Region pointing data
──────────────────────────────

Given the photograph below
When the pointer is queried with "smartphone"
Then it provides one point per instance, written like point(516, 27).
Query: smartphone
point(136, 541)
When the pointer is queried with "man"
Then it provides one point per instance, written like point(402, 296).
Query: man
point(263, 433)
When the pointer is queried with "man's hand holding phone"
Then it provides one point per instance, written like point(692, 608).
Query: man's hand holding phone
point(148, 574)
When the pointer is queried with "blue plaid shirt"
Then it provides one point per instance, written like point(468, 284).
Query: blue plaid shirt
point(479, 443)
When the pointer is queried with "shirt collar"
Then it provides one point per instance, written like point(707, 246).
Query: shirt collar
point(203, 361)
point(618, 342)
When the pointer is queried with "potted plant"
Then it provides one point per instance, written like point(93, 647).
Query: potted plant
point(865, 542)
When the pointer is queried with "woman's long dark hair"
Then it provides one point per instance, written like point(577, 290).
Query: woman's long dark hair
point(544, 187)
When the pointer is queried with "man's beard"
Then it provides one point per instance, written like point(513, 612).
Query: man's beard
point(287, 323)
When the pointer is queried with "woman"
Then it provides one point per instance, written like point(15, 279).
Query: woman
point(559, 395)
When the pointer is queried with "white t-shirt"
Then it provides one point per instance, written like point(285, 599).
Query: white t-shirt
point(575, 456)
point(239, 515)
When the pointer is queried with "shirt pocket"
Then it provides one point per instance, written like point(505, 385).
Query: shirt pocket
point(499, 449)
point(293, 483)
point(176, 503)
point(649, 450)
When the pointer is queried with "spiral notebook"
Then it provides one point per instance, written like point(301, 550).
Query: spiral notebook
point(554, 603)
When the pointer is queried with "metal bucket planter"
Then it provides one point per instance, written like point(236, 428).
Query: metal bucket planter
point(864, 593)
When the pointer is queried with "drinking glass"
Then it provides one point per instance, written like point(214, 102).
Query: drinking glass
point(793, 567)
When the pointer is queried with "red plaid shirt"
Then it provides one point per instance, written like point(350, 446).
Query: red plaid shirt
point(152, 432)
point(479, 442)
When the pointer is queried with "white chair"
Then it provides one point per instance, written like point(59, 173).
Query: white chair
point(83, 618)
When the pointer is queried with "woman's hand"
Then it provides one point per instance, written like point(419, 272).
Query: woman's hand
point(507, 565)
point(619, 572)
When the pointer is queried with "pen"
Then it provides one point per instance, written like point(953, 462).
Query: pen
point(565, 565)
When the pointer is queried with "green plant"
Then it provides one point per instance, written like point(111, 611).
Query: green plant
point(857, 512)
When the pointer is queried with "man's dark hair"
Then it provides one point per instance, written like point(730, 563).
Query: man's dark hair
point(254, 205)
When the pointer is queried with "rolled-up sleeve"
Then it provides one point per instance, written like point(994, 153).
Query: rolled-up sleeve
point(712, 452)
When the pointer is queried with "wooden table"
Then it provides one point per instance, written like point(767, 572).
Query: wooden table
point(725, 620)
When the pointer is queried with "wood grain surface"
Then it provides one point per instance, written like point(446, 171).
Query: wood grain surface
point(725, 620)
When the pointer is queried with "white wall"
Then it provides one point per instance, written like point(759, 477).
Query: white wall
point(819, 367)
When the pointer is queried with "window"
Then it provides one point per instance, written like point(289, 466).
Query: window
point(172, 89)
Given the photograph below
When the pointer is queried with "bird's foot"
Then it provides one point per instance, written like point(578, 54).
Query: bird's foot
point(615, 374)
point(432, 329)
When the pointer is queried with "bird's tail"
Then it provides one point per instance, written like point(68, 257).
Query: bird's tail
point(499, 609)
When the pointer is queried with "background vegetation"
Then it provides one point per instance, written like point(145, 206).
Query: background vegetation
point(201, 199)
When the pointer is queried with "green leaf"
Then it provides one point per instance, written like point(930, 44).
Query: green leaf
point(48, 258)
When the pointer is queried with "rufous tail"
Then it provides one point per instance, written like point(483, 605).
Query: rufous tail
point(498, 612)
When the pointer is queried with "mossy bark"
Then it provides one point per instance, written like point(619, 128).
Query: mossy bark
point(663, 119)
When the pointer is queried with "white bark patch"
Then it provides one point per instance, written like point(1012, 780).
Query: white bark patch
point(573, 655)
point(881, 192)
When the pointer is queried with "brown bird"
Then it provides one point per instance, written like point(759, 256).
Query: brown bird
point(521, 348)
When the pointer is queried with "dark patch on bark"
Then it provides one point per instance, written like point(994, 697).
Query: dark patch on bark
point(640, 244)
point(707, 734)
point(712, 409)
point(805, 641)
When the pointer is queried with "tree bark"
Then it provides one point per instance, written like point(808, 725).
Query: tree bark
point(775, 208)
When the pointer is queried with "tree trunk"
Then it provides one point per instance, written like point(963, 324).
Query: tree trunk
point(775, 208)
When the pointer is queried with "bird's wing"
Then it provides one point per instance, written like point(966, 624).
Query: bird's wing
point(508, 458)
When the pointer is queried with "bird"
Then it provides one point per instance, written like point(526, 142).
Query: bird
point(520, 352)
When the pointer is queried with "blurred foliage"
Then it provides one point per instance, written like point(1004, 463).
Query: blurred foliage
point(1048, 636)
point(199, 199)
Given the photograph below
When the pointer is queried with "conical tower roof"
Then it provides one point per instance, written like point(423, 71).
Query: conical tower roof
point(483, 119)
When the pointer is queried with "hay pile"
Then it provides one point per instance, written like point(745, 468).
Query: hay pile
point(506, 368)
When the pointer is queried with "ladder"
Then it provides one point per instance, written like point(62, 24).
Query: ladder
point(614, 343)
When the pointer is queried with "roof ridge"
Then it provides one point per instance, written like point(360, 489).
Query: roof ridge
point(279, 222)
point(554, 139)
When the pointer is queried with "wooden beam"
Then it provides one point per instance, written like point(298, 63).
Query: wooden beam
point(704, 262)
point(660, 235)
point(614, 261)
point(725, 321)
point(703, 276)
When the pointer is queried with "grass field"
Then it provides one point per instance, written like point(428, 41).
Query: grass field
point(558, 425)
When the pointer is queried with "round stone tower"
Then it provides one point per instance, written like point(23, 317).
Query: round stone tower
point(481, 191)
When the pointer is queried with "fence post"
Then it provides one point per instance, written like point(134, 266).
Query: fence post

──────────────────────────────

▶ _Work request_: If a line in the records above has the word "fence", copy it out.

▶ _Task response_:
When the pointer is queried with "fence post"
Query: fence post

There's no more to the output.